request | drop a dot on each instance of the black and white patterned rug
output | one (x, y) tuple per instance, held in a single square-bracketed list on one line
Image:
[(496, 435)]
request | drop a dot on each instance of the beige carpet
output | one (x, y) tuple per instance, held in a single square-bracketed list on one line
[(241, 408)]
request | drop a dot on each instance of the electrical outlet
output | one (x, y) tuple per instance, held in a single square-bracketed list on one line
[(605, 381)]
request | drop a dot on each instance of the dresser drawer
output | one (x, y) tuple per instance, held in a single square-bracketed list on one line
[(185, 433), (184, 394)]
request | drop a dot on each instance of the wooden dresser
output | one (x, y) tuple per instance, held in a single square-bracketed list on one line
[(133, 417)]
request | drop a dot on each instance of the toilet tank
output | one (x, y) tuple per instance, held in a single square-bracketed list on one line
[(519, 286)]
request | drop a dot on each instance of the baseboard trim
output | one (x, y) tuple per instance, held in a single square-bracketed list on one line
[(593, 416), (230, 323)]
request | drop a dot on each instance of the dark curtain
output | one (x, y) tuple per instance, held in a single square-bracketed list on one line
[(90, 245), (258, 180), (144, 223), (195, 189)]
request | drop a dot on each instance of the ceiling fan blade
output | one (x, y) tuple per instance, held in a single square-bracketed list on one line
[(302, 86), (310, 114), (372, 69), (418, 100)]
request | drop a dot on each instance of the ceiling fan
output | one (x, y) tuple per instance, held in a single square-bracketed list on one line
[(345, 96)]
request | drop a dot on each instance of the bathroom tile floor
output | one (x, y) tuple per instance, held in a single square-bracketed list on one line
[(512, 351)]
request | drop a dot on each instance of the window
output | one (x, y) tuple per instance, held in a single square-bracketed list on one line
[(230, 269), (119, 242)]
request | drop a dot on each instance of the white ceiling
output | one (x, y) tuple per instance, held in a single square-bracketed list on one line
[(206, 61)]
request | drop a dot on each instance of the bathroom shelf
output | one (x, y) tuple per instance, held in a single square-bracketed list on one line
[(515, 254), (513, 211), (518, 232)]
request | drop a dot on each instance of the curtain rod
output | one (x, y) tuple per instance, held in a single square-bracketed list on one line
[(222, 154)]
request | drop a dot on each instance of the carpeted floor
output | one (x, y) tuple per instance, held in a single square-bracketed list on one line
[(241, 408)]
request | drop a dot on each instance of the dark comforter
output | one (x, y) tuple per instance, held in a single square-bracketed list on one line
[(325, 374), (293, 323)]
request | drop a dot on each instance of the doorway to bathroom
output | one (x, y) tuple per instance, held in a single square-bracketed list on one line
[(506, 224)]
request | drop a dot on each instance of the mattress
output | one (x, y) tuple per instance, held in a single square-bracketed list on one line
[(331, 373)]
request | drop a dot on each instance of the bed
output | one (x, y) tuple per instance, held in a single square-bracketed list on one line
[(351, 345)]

*****

* [What you should do]:
Rewrite the lines of the material from the one containing "request | drop a dot on each instance of the beige" through the one containing "[(593, 416), (230, 323)]", inclusive, swapping "drop a dot on" for "place a marker on" and leaving everything else as is. Return only those lines.

* [Task output]:
request | place a marker on each instance of the beige carpet
output | one (x, y) tuple per instance, held in a single square-bracketed list on one line
[(241, 408)]
request | place a marker on each instance of the electrical outlet
output | one (x, y) tuple per instance, held in a single square-bracketed list on one line
[(605, 381)]
request | place a marker on each instance of the dresser drawer
output | one (x, y) tuple per instance, held in a single square-bracketed list on one line
[(185, 433), (184, 394)]
request | place a marker on each instance of the wooden dresser
output | one (x, y) tuple per instance, held in a single square-bracketed list on one line
[(133, 417)]
request | place a marker on each instance of the toilet tank
output | one (x, y) tuple per instance, held in a single square-bracketed list on one line
[(519, 286)]
request | place a marker on each instance of the baseboard trim
output | one (x, y) tuple per instance, held in a single square-bracketed list on one line
[(593, 416), (230, 323)]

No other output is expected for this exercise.